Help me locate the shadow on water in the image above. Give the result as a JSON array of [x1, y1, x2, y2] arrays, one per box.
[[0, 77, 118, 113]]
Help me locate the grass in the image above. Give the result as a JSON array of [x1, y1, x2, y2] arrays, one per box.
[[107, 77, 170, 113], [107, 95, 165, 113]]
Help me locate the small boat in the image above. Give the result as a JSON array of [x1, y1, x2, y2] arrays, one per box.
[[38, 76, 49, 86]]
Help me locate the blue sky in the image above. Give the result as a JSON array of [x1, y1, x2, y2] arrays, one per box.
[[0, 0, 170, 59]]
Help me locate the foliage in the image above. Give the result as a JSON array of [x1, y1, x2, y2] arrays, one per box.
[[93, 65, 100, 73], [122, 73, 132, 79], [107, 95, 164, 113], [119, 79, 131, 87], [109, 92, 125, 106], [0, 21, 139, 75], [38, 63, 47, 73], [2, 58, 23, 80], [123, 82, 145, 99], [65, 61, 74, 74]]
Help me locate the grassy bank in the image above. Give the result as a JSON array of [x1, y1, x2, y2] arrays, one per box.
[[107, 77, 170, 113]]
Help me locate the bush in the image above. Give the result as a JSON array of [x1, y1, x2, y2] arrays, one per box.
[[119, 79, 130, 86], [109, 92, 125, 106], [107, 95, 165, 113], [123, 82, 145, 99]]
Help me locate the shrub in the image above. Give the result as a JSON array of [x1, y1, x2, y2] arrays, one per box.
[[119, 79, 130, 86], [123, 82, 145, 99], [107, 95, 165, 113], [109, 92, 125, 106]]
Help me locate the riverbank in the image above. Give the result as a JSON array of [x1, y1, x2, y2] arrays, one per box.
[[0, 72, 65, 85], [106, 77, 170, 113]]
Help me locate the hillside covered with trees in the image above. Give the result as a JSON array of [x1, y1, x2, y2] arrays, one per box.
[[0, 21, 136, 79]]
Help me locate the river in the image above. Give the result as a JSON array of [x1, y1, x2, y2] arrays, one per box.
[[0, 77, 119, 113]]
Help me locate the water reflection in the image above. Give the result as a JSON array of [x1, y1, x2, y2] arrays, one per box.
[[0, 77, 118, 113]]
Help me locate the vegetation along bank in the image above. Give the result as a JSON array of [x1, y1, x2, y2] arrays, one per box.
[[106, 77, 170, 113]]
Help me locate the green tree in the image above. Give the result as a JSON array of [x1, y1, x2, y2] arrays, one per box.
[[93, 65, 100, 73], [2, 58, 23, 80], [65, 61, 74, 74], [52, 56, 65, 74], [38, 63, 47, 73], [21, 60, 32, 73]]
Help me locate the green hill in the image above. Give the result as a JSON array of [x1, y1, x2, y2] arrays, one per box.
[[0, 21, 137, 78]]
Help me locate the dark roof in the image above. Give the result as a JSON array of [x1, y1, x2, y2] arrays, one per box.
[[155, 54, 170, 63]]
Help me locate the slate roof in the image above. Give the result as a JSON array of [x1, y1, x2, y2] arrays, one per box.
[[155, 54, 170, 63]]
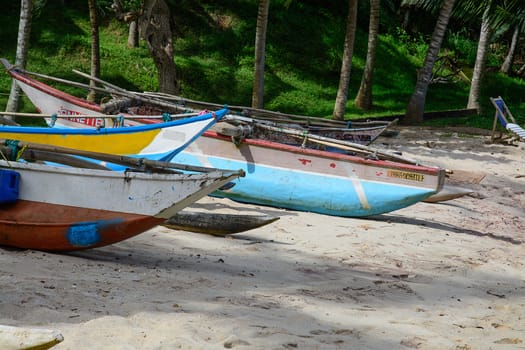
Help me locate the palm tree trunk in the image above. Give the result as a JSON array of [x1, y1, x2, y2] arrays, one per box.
[[332, 0, 357, 120], [6, 0, 33, 119], [401, 0, 455, 123], [467, 1, 492, 113], [354, 0, 379, 111], [139, 0, 179, 95], [252, 0, 270, 108], [500, 24, 520, 75], [87, 0, 100, 102]]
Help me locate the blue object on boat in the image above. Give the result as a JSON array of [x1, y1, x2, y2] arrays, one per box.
[[0, 169, 20, 204]]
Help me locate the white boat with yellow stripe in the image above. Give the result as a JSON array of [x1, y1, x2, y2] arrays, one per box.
[[0, 109, 228, 161]]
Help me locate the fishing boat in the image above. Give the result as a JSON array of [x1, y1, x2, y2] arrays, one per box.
[[0, 109, 228, 161], [3, 61, 445, 217], [0, 141, 243, 251], [0, 59, 397, 145]]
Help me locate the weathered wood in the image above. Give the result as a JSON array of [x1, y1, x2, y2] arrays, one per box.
[[423, 185, 474, 203], [0, 325, 64, 350], [163, 211, 279, 236]]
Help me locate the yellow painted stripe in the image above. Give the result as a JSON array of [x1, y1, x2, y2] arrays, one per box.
[[0, 129, 159, 155]]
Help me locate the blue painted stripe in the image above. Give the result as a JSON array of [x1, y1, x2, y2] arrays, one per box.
[[0, 108, 228, 135], [66, 219, 123, 248]]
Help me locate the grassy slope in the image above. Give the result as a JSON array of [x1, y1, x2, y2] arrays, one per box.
[[0, 0, 525, 128]]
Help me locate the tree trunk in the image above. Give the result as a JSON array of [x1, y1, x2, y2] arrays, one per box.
[[252, 0, 270, 108], [401, 0, 455, 124], [128, 20, 139, 48], [140, 0, 179, 95], [332, 0, 357, 120], [6, 0, 33, 119], [467, 1, 492, 114], [500, 24, 521, 75], [355, 0, 379, 111], [87, 0, 100, 102]]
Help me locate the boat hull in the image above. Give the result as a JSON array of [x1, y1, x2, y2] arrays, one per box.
[[174, 132, 445, 217], [0, 160, 242, 251], [0, 200, 164, 251]]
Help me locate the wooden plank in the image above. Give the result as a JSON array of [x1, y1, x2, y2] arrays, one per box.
[[163, 211, 279, 236]]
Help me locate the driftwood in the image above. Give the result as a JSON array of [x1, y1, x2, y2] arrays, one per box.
[[423, 185, 474, 203], [163, 211, 279, 236], [0, 325, 64, 350]]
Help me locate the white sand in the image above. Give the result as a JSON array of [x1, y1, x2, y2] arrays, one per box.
[[0, 128, 525, 350]]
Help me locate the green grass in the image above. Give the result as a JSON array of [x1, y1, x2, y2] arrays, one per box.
[[0, 0, 525, 128]]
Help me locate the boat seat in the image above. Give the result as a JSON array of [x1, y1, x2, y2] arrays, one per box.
[[490, 96, 525, 143]]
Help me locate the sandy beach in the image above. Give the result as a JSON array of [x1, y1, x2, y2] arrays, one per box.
[[0, 127, 525, 350]]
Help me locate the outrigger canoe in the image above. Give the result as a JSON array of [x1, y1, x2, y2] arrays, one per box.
[[0, 142, 243, 251], [3, 61, 445, 217]]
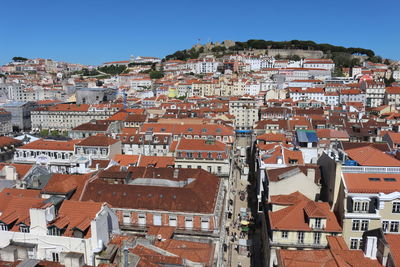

********

- **The exercise**:
Revise the records from the line with "Help me locate the dark" up to and including the line with "350], [163, 211, 279, 236]]", putting "Identify" wherever "Help me locate" appears and leaving everything else unchanged. Give only those lines, without the pictures.

- **Solution to this task**:
Identify the dark roof in the image above. Give the result as a JSON array of [x1, y1, x2, y2] arrays, one per box.
[[155, 54, 170, 63]]
Identify the slate roof in the image above. Give the result as a JSON array of [x1, y1, x2, y2] arrays, one per box.
[[155, 54, 170, 63]]
Identify the palm tree trunk in the image above. Give the result as a JSON array of [x1, y1, x2, y2] arrays, one per box.
[[332, 0, 357, 120], [6, 0, 33, 119], [401, 0, 455, 123], [467, 1, 492, 113], [354, 0, 379, 111], [139, 0, 179, 95], [252, 0, 270, 108], [500, 24, 520, 75], [87, 0, 100, 102]]
Identify the blue object on boat in the image above. Give the result as a JSON array of [x1, y1, x2, y2] arrays, one per box.
[[0, 169, 20, 204]]
Identify the white boat with yellow stripe in the image above. Give the result as a JSON array of [x1, y1, x2, y2] arrays, one per box.
[[0, 109, 228, 161]]
Identify the fishing boat in the image above. Give the result as a JSON array of [x1, y1, x2, y2] arrays, one per box.
[[0, 109, 228, 161], [3, 61, 445, 217], [0, 141, 243, 251], [0, 59, 397, 145]]
Identify the weathered wood in the image above. Give the result as a JSON array of [x1, y1, x2, y2] arrays, one per box.
[[423, 185, 474, 203], [0, 325, 64, 350], [163, 211, 279, 236]]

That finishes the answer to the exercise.